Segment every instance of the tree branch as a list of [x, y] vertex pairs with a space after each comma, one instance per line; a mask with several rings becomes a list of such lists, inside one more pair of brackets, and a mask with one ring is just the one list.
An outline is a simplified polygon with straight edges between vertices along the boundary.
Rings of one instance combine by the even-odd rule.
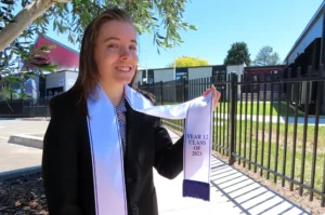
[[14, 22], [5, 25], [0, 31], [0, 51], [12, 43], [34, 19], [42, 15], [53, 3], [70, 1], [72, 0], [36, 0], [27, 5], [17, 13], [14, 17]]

──────────────────────────────

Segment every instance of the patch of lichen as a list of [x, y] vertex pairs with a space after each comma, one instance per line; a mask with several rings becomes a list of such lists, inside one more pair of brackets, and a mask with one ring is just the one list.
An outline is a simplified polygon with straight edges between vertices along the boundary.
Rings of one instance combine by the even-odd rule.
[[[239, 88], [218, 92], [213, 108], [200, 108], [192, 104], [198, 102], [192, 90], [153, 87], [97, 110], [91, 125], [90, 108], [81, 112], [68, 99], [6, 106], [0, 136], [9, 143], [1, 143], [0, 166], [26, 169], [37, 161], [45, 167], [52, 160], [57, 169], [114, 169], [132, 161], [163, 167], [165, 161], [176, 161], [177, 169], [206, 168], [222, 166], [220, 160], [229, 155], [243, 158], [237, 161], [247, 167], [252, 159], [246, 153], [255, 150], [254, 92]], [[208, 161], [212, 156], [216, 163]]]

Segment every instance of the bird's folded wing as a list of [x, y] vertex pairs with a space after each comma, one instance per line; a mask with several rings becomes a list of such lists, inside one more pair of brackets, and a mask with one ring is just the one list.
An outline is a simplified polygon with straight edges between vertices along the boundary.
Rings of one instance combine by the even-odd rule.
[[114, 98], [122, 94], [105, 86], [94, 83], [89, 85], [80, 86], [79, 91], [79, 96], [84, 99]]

──────────────────────────────

#### What you need to do
Find every row above that contains the word "such", and copy each of those rows in full. Treat uppercase and lowercase letters as different.

#### Solution for this problem
Segment every instance of the tree branch as a list of [x, y] vertex pairs with a space after each comma, one instance per line; a mask with several rings becomes a list of such lists, inside one more pair of brackets, and a mask with one ring is just the one list.
Segment every instance of the patch of lichen as a list of [x, y] vertex pairs with a space after each comma, one instance per line; a mask with several rings becomes a list of such lists, inside one more pair of brackets, and a mask with one ring is just the one list.
Segment every instance of the bird's folded wing as a list of [x, y] vertex pairs with a space after each comma, one instance per line; a mask with several rings becomes a list of such lists, inside one more pair of brackets, and a mask with one ring is just the one list.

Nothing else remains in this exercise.